** EXERCISE INPUTS **
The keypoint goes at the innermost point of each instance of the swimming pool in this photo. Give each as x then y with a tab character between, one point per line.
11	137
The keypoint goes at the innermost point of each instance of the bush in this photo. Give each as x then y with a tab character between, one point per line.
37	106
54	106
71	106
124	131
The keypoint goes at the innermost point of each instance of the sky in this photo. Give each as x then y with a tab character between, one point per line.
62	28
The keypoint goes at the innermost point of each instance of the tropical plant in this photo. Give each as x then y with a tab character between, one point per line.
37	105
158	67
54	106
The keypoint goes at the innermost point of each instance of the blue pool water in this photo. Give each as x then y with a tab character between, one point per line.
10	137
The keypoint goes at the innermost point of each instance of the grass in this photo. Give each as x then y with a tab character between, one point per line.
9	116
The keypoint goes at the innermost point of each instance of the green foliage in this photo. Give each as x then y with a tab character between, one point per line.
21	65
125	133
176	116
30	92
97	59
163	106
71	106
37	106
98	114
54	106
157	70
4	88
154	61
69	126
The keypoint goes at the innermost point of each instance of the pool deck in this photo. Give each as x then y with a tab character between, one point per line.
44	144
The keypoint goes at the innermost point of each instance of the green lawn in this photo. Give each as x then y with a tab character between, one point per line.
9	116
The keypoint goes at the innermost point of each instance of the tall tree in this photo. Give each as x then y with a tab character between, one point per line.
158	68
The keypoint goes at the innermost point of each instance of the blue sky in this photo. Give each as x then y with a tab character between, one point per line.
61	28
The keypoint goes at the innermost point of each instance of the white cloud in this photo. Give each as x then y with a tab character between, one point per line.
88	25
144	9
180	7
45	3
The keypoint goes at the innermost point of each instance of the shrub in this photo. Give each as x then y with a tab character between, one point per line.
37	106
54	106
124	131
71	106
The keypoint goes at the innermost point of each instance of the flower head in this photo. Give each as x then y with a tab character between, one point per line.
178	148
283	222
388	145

** WHAT YOU NEED TO DO **
Transcription of the listing must be exact and complete.

** WRITTEN ANSWER **
The keypoint goes at the innermost point of each instance of the swimming pool in this photo. Give each as x then y with a tab character between, one point per line.
11	137
The keypoint goes at the innermost point of each instance of the bush in this photo. Give each as x then y with a tab character between, one point per line.
37	106
54	106
71	106
124	131
The keypoint goes at the innermost point of each instance of the sky in this photo. Give each as x then y with a tab character between, one point per line.
62	28
The keypoint goes at the innermost point of each instance of the tropical plant in this photo. Give each as x then y with a tab character between, one point per line.
37	105
158	67
54	106
The keypoint goes at the innermost point of each instance of the blue pool water in this photo. Give each as x then y with a tab character between, one point per line.
10	137
The keypoint goes at the innermost point of each instance of the grass in this photo. Give each as x then y with a tab character between, one point per line.
9	116
The keypoint goes at the innermost point of each instance of the green foliage in this photo. Give each as x then y with a tab character between, one point per line.
21	65
125	133
176	116
30	92
97	59
163	106
71	106
37	106
98	114
54	106
157	70
4	88
154	61
69	126
The keypoint goes at the innermost point of each instance of the pool deck in this photo. Give each as x then y with a tab character between, one point per line.
44	144
The keypoint goes at the innermost point of each instance of the green lawn in this photo. Give each as x then y with a tab character between, one point per line.
9	116
The keypoint goes at the innermost point of each instance of the tall tree in this photo. Give each as x then y with a tab character between, one point per line.
158	68
The keypoint goes at the innermost point of each instance of the blue sky in this photo. Give each as x then y with a tab character between, one point per line.
61	28
The keypoint goes at the innermost point of each instance of the white cloud in this photo. Give each as x then y with a tab character between, one point per line.
88	25
144	9
180	7
45	3
The keypoint goes at the innermost point of each instance of the shrub in this photo. Give each as x then y with a tab character between, one point per line.
37	106
54	106
124	131
71	106
The keypoint goes at the innermost point of each instance of the flower head in this photo. Give each as x then y with a tab character between, one point per line.
178	148
283	222
388	145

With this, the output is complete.